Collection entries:
-=-=-=-=-

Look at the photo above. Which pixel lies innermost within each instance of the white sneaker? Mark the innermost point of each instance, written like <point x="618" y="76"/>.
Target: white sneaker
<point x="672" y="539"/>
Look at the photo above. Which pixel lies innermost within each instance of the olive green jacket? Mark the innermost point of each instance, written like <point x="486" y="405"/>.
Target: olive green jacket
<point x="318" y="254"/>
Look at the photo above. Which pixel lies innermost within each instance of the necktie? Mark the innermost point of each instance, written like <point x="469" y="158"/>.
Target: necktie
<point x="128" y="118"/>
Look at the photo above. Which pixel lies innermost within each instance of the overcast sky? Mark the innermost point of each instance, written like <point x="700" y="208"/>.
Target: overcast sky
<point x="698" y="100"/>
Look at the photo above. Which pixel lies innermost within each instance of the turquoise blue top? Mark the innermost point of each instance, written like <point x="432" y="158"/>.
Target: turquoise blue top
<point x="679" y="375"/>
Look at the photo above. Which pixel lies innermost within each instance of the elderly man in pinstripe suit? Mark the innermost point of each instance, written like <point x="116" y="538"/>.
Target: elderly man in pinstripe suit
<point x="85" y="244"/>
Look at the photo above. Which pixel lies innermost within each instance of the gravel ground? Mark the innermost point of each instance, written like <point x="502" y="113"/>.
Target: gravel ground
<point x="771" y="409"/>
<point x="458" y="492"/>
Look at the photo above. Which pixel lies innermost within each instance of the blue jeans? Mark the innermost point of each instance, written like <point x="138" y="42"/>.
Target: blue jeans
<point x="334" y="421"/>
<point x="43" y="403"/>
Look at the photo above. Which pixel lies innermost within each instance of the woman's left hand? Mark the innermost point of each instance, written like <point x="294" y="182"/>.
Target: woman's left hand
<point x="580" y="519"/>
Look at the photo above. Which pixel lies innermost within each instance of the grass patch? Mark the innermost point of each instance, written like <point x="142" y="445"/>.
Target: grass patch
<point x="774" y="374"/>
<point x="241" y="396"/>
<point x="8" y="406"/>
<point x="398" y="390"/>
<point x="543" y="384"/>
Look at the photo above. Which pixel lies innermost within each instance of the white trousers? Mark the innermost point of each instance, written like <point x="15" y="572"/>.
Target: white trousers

-=-=-=-=-

Retype every line of the records above without any changes.

Look at the photo above. Which pixel lies innermost within each instance of the white sneaker? Mark the innermost point of each instance, written like <point x="618" y="76"/>.
Target: white sneaker
<point x="672" y="539"/>
Look at the photo above. Which pixel lies innermost within each instance of the olive green jacket? Mark the innermost point of each instance, written like <point x="486" y="405"/>.
Target: olive green jacket
<point x="318" y="254"/>
Look at the photo above. Which pixel lies innermost within each instance of the necktie? Mark the innermost point of each instance, written like <point x="469" y="158"/>.
Target: necktie
<point x="128" y="118"/>
Look at the photo above. Which pixel lies innermost within each instance of the overcast sky? Mark the innermost point of each instance, written like <point x="700" y="208"/>.
Target: overcast sky
<point x="698" y="100"/>
Look at the photo above. Which pixel lies innermost within each instance of the turquoise blue top? Mark the innermost point of each instance, written like <point x="432" y="158"/>.
Target: turquoise blue top
<point x="679" y="375"/>
Look at the photo above. Which pixel lies innermost within each instance of the elderly man in pinstripe suit? Mark the innermost point of each instance, written like <point x="116" y="538"/>.
Target: elderly man in pinstripe suit
<point x="85" y="244"/>
Look at the photo above. Which pixel lies innermost within each instance of the gravel ground? Mark the innermost point of each instance, written like <point x="502" y="113"/>.
Target: gravel ground
<point x="771" y="409"/>
<point x="458" y="492"/>
Look at the photo above. Which pixel lies innermost within each instance of the blue jeans? Mark the innermost point of each instance, written like <point x="138" y="42"/>.
Target: blue jeans
<point x="334" y="421"/>
<point x="43" y="403"/>
Look at the photo above. Which pixel lies innermost within each instance of the woman's left hand? Mark the innermost point of each instance, written like <point x="294" y="182"/>.
Target: woman's left hand
<point x="580" y="519"/>
Look at the photo above. Which pixel lies innermost within each instance of the grass patch? Mark the innermost point of each instance, written like <point x="142" y="445"/>.
Target: grass patch
<point x="774" y="374"/>
<point x="241" y="396"/>
<point x="8" y="406"/>
<point x="398" y="390"/>
<point x="543" y="384"/>
Look at the photo above. Which pixel lies innermost within each instance of the white trousers? Mark the innermost point of each instance, written like <point x="15" y="572"/>.
Target: white trousers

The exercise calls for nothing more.